--- START RECORDS FOR THE EXERCISE ---

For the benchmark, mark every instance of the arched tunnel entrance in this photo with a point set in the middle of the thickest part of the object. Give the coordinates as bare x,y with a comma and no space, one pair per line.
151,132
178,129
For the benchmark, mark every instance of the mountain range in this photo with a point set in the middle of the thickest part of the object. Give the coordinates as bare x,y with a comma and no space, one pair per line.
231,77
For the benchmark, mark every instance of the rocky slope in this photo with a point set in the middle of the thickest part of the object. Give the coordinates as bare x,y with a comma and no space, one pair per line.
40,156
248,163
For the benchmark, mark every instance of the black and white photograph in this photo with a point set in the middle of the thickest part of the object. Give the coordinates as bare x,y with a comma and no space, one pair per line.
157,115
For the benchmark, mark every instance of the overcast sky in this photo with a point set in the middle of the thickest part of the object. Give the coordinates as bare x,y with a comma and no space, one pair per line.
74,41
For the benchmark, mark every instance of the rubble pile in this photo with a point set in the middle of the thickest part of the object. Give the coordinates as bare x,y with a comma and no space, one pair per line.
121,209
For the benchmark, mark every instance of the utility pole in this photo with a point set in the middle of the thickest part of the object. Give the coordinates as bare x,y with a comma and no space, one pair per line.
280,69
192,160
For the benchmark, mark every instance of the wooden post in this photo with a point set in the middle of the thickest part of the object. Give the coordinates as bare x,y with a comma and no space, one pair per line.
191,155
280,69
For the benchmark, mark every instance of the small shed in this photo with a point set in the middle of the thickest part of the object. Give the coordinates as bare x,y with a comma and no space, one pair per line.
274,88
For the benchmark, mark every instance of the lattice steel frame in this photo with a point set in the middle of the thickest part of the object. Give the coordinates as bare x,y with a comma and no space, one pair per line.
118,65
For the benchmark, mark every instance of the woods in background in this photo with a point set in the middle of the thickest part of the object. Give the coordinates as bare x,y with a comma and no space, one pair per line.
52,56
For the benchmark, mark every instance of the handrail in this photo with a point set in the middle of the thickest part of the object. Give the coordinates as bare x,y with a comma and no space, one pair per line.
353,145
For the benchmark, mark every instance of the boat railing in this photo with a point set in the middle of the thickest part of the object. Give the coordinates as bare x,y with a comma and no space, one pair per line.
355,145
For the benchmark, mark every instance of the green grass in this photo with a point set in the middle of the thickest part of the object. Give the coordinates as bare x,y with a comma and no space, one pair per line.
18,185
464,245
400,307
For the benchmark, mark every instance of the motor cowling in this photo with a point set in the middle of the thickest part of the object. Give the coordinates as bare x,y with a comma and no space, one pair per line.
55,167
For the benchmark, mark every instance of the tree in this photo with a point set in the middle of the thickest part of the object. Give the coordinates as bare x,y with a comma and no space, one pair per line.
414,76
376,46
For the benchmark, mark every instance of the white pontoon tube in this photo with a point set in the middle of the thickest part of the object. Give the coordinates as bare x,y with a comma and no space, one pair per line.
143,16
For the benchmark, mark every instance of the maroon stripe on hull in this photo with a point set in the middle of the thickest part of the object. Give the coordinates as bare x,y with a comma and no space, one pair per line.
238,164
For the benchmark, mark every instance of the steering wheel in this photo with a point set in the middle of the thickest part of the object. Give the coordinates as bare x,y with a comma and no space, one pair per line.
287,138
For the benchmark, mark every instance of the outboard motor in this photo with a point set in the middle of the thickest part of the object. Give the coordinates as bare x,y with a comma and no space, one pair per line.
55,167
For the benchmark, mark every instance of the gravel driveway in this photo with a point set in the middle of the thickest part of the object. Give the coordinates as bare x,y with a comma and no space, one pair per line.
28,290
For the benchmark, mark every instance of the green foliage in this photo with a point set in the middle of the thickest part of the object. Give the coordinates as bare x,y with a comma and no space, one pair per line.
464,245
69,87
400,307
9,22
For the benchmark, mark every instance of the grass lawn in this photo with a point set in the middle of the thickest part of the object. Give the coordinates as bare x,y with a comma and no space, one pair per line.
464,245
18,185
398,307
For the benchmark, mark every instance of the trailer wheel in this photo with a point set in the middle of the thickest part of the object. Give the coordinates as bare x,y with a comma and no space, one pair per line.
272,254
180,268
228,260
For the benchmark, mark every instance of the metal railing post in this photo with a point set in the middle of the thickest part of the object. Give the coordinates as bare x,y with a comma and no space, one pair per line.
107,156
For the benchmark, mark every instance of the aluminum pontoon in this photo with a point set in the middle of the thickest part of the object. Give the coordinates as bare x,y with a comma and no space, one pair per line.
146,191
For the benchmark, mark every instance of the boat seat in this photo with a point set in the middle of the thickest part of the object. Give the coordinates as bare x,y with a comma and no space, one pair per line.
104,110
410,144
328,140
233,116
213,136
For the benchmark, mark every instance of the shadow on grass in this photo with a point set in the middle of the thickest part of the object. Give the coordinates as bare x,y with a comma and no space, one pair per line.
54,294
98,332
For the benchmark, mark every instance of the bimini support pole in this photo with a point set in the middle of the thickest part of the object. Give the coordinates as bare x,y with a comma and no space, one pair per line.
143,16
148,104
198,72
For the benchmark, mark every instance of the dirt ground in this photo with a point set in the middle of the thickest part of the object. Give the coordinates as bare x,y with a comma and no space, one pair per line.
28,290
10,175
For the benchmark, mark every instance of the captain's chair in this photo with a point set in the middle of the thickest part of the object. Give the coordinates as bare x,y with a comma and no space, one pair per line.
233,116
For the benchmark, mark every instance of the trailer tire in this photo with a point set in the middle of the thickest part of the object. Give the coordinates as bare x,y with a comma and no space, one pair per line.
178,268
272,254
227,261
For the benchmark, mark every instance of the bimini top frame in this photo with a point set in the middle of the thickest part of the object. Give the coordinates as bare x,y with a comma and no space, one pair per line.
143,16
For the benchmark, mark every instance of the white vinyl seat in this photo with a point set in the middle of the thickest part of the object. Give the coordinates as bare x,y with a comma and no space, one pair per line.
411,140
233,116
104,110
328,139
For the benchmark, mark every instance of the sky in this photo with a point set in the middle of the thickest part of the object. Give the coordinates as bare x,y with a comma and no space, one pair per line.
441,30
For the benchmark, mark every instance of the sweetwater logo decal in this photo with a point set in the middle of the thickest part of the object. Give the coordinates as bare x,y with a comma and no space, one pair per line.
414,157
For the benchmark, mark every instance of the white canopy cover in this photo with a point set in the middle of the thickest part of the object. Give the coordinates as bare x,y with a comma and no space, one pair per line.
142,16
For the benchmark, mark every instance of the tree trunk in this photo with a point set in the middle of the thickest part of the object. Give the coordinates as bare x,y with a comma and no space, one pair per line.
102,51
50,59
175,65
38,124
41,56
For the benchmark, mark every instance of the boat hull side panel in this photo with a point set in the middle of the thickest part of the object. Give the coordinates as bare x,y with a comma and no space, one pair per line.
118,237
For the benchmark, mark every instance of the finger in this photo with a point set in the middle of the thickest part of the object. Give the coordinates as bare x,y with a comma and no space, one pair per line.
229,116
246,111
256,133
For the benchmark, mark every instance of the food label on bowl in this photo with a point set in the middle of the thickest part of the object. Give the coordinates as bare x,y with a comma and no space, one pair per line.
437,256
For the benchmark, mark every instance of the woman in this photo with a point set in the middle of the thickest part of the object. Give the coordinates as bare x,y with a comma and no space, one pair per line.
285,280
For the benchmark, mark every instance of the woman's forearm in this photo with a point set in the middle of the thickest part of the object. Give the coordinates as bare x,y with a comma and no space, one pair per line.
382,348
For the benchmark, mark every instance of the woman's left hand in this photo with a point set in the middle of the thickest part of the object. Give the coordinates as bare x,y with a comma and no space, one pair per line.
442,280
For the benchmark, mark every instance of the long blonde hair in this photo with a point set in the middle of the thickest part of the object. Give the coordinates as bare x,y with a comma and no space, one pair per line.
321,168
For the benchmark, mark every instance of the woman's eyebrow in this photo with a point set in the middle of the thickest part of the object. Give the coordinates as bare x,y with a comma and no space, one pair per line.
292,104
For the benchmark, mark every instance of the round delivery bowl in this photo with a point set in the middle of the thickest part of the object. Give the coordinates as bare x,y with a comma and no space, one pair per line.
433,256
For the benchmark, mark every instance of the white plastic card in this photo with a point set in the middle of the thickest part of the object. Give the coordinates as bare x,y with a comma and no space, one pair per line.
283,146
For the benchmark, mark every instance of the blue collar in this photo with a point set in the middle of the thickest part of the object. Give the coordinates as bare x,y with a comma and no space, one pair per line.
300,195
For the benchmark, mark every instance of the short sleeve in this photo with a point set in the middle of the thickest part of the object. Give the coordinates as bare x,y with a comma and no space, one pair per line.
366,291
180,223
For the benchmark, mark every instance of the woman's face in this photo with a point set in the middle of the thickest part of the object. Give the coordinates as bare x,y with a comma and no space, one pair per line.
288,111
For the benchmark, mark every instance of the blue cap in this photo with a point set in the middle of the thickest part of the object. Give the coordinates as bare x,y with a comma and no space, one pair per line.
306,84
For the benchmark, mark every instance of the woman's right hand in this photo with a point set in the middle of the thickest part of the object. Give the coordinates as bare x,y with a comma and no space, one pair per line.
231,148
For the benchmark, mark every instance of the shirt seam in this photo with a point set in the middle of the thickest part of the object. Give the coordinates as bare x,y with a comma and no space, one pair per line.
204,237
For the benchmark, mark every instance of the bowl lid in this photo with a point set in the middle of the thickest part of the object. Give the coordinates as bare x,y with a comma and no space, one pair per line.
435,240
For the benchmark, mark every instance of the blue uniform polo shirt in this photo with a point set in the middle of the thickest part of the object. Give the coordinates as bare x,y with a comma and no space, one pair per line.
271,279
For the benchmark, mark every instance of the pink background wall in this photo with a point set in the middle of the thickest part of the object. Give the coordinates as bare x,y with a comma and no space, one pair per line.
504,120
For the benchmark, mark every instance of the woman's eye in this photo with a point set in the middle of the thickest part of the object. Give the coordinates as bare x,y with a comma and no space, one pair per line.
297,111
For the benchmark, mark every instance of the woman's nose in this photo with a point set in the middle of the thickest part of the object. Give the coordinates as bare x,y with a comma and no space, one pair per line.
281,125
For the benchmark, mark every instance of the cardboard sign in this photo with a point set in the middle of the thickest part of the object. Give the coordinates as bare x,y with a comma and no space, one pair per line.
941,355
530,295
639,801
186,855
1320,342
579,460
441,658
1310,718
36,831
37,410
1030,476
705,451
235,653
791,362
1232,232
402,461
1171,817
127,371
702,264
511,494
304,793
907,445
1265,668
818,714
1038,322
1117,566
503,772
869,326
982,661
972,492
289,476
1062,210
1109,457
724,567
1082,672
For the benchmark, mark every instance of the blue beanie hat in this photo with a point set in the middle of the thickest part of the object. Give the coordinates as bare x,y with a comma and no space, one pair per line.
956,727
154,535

--- END RECORDS FOR THE EXERCISE ---

● PROBLEM TO SOLVE: Give again, word for word, every line from the one holding "For the benchmark, mark every instance of the blue uniform" to the end of the data.

● ANSWER BELOW:
For the benchmark, mark every instance of the blue uniform polo shirt in this photo with a point set in the middle of the thickest part of the object. Give the coordinates as bare x,y with a comma and no space, one pair per line.
271,279
For the benchmark, mark every instance of the pink background wall in this photo with a point set in the middle of the thickest part of the object. Give the coordinates as bare x,y with a comma and no space, one pair per line.
504,120
For the benchmark, mark every instance of the woman's eye in this photo with a point set in the middle of the thickest part of the object. Give the coordinates as bare x,y with a comma and no space, one pair per line.
297,111
For the benchmark, mark every instance of the woman's nose in this photo with a point set in the middle of the thickest part of the object. Give the coordinates as bare x,y with a comma and no space, one pair per line.
281,125
For the benchmark, mark every instance of the cardboard sign in this photo with a point set in the middle of the thickest part of the object. Give the coordinates as bare x,y with a comma and no space, one pair per line.
941,355
530,295
639,801
186,855
1320,342
579,460
441,658
1310,718
36,831
37,410
1030,476
705,451
235,653
791,362
1232,232
402,461
1171,817
127,371
702,264
511,494
304,793
907,445
1265,668
818,714
1038,322
1117,566
503,772
869,326
982,661
972,492
289,476
1062,210
1109,457
724,567
1082,672
For the benchmark, mark every instance of the blue beanie hat in this photo with a point set in the middle of the thickest part of the object. Give the coordinates as bare x,y with a comma and no space, one pair per line.
956,727
154,535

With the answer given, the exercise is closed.